■ Objectives
[1] Please repeat word for word the passage of the author bios that opens with the words containing "ANTIGONE KEFALA is" and closes with "(Owl Press, 2009).".
[2] Turn the paragraph of the author bios beginning "ANTIGONE KEFALA is a poet" into a bulleted list that keeps its main facts.
[3] Pick up the author bios after their final sentence and carry them on.

>> begin Extracted text

JON A. JACKSON is the author of the Detective Sergeant Mulheisen Mysteries. He tells us about himself and his novel-in-progress, Not So Dead: “I was born in Detroit before WW2, then spent my early years on a farm upstate in Michigan, before the family returned to the big city. I served in the Air Force mainly in the Detroit area and went to college there. Eventually, I moved to Montana and I’m still here, more than forty years later. But Detroit is still present in my mind… in fact, that Detroit only exists in my mind, now. But I have a great love for Montana and this novel, as well as its precursor, Go By Go [Dennis McMillan Publications, 1998], are set in the unique western city of Butte, a kind of alpine Detroit, previously exploited by Hammett in Red Harvest. I’m hoping to publish this Butte novel before too much longer.”

J. KATES is a poet and literary translator who lives in Fitzwilliam, New Hampshire.

MITSUYO KAKUTA set her sights on becoming a writer from an early age. Her debut novel—Kōfuku na yūgi (A Blissful Pastime), written while she was a university student—received the Kaien Prize for New Writers in 1990. She has been working continuously as a writer ever since. Three nominations for the Akutagawa Prize—Japan’s most coveted literary award—serve as a measure of the promise with which she was regarded from early in her career. Then, at the encouragement of an editor, she shifted toward the entertainment end of the literary spectrum, where she garnered a much broader readership with works depicting the lives of women in her generation, from their mid-thirties to forties. After publishing two novels in 2002, Ekonomikaru paresu (Economical Palace) and Kūchū teien (Hanging Garden), she went on to win the Naoki Prize for the second half of 2004 with Taigan no kanojo (Girl on the Other Shore). Her successes continued with Yōkame no semi (Cicada on The Eighth Day), which received the 2007 Chūōkōron Literary Prize and was made into a televised drama series as well as a movie; the book sold more than a million copies, vaulting her into the ranks of Japan’s bestselling authors. In 2012 she added to her list of honors by earning the Shibata Renzaburō Award for her novel Kami no tsuki (Paper Moon), and the Izumi Kyōka Prize for her volume of short stories Kanata no ko (The Children Beyond). Kakuta’s stories have appeared on the Granta website, in Asia Literary Review, and in the earthquake anthology March Was Made of Yarn (Vintage).

ANTIGONE KEFALA is a poet and prose writer of Greek-Romanian heritage. She has worked as a university administrator and as an arts administrator with the Australia Council for the Arts. She left with her family after the Second World War and moved to Greece and then to New Zealand, where she studied French literature at Victoria University of Wellington. She has lived in Sydney since the sixties. Her books have been translated into Greek, French, Czech and Romanian. Her latest publications are Sydney Journals (Giramondo, 2008), Absence: New and Selected Poems (Hale & Iremonger, 1998), Max—The Confessions of a Cat (Owl Press, 2009).

>> end Extracted text
>> begin Supplied information

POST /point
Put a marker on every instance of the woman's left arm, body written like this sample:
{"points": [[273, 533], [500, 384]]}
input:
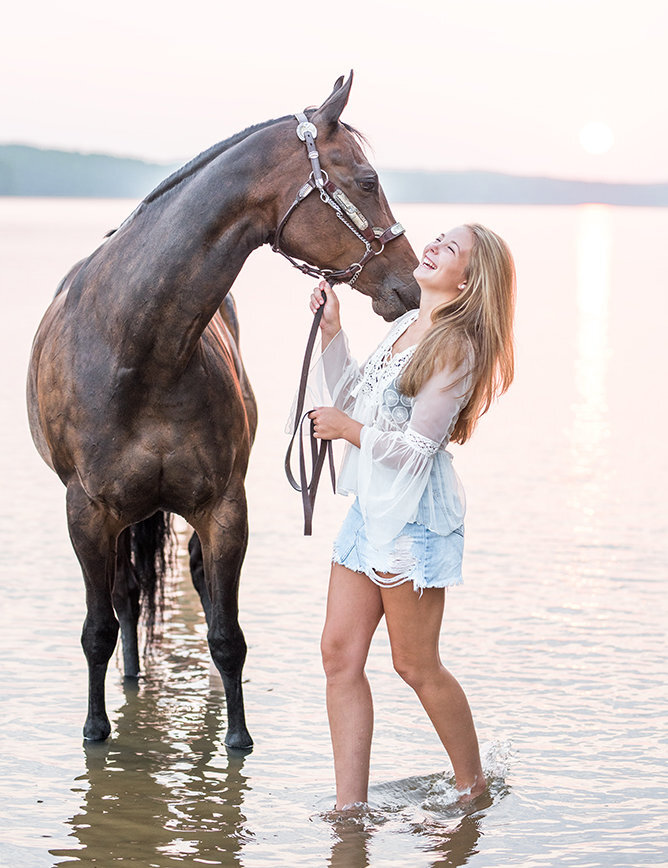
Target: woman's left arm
{"points": [[394, 466]]}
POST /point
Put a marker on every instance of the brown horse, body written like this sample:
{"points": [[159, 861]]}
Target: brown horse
{"points": [[137, 397]]}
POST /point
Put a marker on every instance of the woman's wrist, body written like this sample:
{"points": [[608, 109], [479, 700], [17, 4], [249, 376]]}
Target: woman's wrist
{"points": [[352, 432], [328, 333]]}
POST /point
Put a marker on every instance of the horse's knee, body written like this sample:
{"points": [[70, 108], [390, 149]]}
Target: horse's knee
{"points": [[98, 638], [228, 649]]}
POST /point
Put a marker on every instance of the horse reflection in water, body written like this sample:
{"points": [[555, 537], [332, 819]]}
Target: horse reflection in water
{"points": [[158, 796], [136, 393]]}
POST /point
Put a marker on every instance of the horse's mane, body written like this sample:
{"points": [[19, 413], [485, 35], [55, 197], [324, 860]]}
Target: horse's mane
{"points": [[203, 159]]}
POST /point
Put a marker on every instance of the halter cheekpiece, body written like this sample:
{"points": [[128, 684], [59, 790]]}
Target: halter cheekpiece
{"points": [[373, 237]]}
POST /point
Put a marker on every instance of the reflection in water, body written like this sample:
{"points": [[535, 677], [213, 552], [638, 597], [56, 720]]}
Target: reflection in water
{"points": [[162, 787], [590, 430]]}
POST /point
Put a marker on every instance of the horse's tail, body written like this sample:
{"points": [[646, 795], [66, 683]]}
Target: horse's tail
{"points": [[153, 552]]}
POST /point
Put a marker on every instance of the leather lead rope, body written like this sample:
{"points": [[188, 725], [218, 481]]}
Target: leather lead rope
{"points": [[319, 449]]}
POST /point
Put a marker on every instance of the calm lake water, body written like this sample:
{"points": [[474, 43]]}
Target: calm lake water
{"points": [[558, 635]]}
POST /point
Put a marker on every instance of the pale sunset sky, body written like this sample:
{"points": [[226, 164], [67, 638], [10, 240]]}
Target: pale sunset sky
{"points": [[504, 85]]}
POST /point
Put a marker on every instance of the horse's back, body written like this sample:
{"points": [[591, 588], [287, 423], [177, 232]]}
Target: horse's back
{"points": [[37, 387]]}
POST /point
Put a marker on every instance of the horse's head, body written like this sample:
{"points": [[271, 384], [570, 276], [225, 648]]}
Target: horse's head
{"points": [[314, 233]]}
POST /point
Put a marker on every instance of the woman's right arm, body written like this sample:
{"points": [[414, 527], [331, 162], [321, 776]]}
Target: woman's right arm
{"points": [[330, 324], [341, 371]]}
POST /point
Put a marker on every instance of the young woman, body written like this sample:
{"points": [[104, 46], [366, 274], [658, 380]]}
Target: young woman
{"points": [[401, 544]]}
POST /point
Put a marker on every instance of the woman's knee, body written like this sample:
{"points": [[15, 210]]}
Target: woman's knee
{"points": [[340, 660], [416, 672]]}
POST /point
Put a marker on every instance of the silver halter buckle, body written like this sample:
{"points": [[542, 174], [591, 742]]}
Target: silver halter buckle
{"points": [[306, 127]]}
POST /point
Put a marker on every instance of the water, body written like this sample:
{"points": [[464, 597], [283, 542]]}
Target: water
{"points": [[558, 635]]}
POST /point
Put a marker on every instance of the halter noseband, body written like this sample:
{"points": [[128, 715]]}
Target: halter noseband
{"points": [[348, 213]]}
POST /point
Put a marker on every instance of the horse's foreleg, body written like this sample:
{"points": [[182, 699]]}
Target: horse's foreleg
{"points": [[197, 573], [224, 537], [126, 603], [94, 539]]}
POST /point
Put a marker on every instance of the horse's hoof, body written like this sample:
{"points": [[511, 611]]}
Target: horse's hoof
{"points": [[239, 741], [97, 730]]}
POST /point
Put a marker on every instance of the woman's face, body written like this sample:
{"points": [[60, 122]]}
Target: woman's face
{"points": [[443, 263]]}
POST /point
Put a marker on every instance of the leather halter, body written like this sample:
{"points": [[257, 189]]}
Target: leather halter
{"points": [[348, 213], [353, 219]]}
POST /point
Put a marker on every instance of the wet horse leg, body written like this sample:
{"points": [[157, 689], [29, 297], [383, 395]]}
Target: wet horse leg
{"points": [[125, 597], [197, 574], [224, 536], [93, 535]]}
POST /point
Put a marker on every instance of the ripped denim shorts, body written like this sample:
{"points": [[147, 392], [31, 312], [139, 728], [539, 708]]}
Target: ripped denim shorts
{"points": [[417, 554]]}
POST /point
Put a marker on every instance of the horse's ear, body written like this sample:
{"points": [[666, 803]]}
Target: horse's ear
{"points": [[330, 111]]}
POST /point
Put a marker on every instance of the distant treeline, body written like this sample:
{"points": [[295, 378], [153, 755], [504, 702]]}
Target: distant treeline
{"points": [[28, 171]]}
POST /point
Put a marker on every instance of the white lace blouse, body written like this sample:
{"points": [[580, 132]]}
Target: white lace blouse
{"points": [[401, 472]]}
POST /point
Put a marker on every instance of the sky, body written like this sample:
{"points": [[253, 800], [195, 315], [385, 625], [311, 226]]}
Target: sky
{"points": [[501, 85]]}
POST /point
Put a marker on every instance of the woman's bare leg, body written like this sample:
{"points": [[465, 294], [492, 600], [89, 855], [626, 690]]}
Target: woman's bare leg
{"points": [[413, 624], [354, 608]]}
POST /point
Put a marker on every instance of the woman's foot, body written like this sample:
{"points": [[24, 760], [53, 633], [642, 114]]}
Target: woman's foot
{"points": [[476, 789]]}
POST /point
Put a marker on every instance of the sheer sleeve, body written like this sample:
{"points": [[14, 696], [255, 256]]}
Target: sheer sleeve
{"points": [[394, 466], [331, 378], [340, 371]]}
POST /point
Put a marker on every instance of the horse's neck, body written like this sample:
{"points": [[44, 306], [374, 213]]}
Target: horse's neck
{"points": [[157, 282]]}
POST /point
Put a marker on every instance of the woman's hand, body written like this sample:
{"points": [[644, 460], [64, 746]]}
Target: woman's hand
{"points": [[330, 323], [333, 424]]}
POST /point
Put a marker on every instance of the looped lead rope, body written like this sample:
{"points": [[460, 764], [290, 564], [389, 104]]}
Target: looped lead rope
{"points": [[319, 449]]}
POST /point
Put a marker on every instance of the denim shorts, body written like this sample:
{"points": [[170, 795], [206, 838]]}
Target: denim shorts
{"points": [[417, 554]]}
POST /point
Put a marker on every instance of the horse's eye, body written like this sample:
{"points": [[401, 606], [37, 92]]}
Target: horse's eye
{"points": [[367, 184]]}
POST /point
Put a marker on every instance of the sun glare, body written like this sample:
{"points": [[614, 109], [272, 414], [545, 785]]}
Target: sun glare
{"points": [[596, 137]]}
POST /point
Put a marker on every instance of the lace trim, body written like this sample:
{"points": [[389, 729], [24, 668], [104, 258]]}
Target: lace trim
{"points": [[421, 444], [384, 366]]}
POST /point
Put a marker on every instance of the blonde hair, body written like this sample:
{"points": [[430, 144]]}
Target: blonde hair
{"points": [[477, 326]]}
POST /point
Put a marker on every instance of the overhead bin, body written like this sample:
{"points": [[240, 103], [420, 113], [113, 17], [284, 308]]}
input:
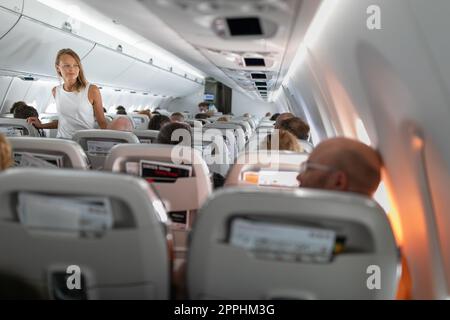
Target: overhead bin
{"points": [[148, 78], [103, 65], [8, 19], [13, 5], [31, 47]]}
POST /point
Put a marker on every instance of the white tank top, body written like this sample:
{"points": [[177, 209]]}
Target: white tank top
{"points": [[75, 112]]}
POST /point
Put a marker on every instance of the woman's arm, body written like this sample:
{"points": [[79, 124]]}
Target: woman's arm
{"points": [[95, 98]]}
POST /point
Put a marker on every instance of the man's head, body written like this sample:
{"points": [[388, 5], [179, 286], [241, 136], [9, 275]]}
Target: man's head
{"points": [[297, 127], [157, 121], [121, 123], [174, 133], [282, 117], [342, 164], [177, 117]]}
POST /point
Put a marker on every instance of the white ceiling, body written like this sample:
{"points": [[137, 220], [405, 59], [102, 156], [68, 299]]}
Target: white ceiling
{"points": [[185, 28]]}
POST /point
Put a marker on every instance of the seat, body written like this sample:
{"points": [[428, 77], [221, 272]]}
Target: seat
{"points": [[59, 152], [146, 136], [254, 243], [111, 227], [307, 147], [97, 143], [17, 128], [178, 174], [266, 168], [140, 121]]}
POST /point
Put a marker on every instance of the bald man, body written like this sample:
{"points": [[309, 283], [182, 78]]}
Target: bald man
{"points": [[121, 123], [342, 164], [281, 118]]}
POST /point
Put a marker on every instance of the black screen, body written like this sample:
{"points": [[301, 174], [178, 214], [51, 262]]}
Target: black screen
{"points": [[244, 26]]}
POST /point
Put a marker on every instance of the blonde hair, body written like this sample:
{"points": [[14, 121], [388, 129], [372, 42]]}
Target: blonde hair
{"points": [[81, 80], [5, 153], [286, 141]]}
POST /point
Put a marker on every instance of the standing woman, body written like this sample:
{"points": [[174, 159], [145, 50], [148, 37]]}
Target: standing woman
{"points": [[78, 103]]}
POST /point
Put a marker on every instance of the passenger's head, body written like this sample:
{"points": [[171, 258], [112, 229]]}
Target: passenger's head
{"points": [[177, 117], [282, 117], [121, 123], [274, 117], [201, 116], [157, 121], [68, 66], [297, 127], [147, 113], [25, 112], [174, 133], [342, 164], [223, 119], [282, 140], [203, 106], [16, 105], [5, 153]]}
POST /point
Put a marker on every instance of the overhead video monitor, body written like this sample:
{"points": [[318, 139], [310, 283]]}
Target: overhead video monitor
{"points": [[259, 76], [283, 242], [154, 171], [254, 62], [250, 26]]}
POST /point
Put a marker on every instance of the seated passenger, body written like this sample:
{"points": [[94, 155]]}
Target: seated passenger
{"points": [[282, 117], [177, 117], [5, 153], [157, 121], [25, 112], [166, 136], [223, 119], [297, 127], [286, 141], [121, 110], [343, 164], [16, 105], [121, 123]]}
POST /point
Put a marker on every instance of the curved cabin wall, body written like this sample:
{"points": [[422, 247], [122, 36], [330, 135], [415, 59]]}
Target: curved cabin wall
{"points": [[396, 81], [31, 35]]}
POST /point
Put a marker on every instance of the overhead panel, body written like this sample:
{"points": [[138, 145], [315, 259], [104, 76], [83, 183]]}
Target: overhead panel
{"points": [[8, 19], [31, 47]]}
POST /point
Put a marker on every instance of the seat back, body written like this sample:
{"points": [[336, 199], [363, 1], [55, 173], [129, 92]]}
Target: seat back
{"points": [[146, 136], [110, 228], [48, 152], [17, 128], [97, 143], [250, 243], [140, 121], [266, 168]]}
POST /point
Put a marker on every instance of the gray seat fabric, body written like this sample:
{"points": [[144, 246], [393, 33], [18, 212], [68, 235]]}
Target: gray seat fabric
{"points": [[220, 266], [127, 260], [71, 152]]}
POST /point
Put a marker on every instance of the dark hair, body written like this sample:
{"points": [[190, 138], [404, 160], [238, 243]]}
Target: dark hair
{"points": [[157, 121], [274, 117], [25, 112], [17, 104], [165, 134], [201, 116], [297, 127]]}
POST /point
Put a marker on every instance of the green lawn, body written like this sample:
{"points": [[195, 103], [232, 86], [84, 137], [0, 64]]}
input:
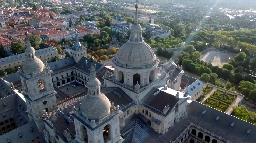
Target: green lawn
{"points": [[206, 90], [220, 100]]}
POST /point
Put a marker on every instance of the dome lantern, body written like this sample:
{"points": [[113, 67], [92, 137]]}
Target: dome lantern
{"points": [[32, 64], [95, 105]]}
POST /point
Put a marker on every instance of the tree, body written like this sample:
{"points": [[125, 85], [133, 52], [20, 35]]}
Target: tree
{"points": [[67, 55], [54, 59], [216, 44], [228, 66], [59, 49], [228, 85], [70, 23], [1, 73], [240, 57], [35, 41], [252, 95], [34, 7], [190, 49], [205, 77], [213, 78], [245, 87], [17, 47], [195, 56], [103, 58], [241, 112], [3, 53]]}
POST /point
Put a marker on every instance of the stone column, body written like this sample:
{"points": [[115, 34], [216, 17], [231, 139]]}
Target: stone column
{"points": [[142, 79]]}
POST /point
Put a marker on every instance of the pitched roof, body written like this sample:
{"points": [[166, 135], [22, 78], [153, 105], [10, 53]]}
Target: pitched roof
{"points": [[221, 124]]}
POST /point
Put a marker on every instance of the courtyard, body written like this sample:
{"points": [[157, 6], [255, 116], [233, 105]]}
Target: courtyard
{"points": [[220, 100], [72, 90], [216, 57]]}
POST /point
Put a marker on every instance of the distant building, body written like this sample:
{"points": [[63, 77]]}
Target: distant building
{"points": [[136, 100], [157, 31], [46, 54]]}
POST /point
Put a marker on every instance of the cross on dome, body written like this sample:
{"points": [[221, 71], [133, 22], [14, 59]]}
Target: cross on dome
{"points": [[136, 14]]}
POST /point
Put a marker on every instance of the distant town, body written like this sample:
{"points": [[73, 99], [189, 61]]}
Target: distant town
{"points": [[112, 71]]}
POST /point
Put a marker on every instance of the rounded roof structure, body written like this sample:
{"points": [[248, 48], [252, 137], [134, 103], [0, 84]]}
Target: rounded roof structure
{"points": [[95, 107], [32, 64], [77, 46], [135, 55]]}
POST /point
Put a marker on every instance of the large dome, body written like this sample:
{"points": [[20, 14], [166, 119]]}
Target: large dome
{"points": [[95, 107], [33, 65], [135, 55]]}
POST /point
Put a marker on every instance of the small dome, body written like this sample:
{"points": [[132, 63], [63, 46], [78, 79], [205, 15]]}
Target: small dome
{"points": [[135, 55], [77, 46], [33, 65], [94, 83], [95, 107], [29, 49], [136, 27]]}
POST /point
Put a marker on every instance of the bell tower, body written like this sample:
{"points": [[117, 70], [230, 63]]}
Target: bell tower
{"points": [[78, 50], [37, 86], [96, 120]]}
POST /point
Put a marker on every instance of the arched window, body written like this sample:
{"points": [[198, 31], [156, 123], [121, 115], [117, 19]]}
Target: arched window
{"points": [[41, 85], [193, 132], [200, 135], [207, 139], [136, 78], [84, 133], [106, 133]]}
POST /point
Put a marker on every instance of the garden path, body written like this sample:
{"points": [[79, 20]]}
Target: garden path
{"points": [[235, 102], [208, 94]]}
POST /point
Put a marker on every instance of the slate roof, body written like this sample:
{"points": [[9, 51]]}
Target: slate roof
{"points": [[221, 127], [117, 96], [160, 100], [194, 87], [61, 64], [26, 133]]}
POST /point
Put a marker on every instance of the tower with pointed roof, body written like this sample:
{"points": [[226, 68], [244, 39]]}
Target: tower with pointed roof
{"points": [[96, 120], [135, 65], [37, 86], [78, 50]]}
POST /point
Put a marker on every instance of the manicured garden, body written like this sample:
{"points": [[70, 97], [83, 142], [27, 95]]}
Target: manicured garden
{"points": [[206, 90], [220, 100]]}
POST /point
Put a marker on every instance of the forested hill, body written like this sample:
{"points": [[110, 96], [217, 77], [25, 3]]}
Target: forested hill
{"points": [[234, 4]]}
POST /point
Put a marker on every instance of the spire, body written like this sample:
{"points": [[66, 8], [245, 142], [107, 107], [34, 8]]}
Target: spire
{"points": [[136, 13], [92, 72], [77, 40], [28, 44], [29, 50]]}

>> end Supplied information

■ Answers to the exercises
[1]
ANTIGONE KEFALA is a poet and prose writer of Greek-Romanian heritage. She has worked as a university administrator and as an arts administrator with the Australia Council for the Arts. She left with her family after the Second World War and moved to Greece and then to New Zealand, where she studied French literature at Victoria University of Wellington. She has lived in Sydney since the sixties. Her books have been translated into Greek, French, Czech and Romanian. Her latest publications are Sydney Journals (Giramondo, 2008), Absence: New and Selected Poems (Hale & Iremonger, 1998), Max—The Confessions of a Cat (Owl Press, 2009).

[2]
- Poet and prose writer of Greek-Romanian heritage
- Worked as a university administrator and as an arts administrator with the Australia Council for the Arts
- Left with her family after the Second World War, moving to Greece and then to New Zealand
- Studied French literature at Victoria University of Wellington
- Has lived in Sydney since the sixties
- Books translated into Greek, French, Czech and Romanian
- Latest publications: Sydney Journals (Giramondo, 2008), Absence: New and Selected Poems (Hale & Iremonger, 1998), Max—The Confessions of a Cat (Owl Press, 2009)

[3]
MABEL LEE 陈顺 PhD FAHA (b. 1939, Warialda NSW, Australia) is adjunct professor at the University of Sydney, after serving on the academic staff for 34 years. From the early 1980s until 2000, she was assistant editor of the Journal of the Oriental Society of Australia (JOSA) and co-editor of the University of Sydney East Asian Series. Her translations include three titles by Yang Lian, winner of the Flaiano International Poetry Prize in 1999: Masks and Crocodile (1990), The Dead in Exile (1990) and Yi (2002); and five titles by 2000 Nobel Laureate Gao Xingjian: Soul Mountain (2000), One Man’s Bible (2002), Buying a Fishing Rod for My Grandfather (2004), The Case for Literature (2006) and Aesthetics and Creation (2012). She began publishing translations of Hong Ying’s poetry in 1999, and thirty new poems will be included in Hong Ying, Zhai Yongming and Yang Lian (forthcoming 2013).

REBECCA LEHMANN is the author of the poetry collection Between the Crackups (Salt, 2011), which won the Crashaw Prize. Her poems have been published in journals including Tin House, Ploughshares and The Antioch Review. She currently lives in Texas, USA, where she teaches creative writing and literature.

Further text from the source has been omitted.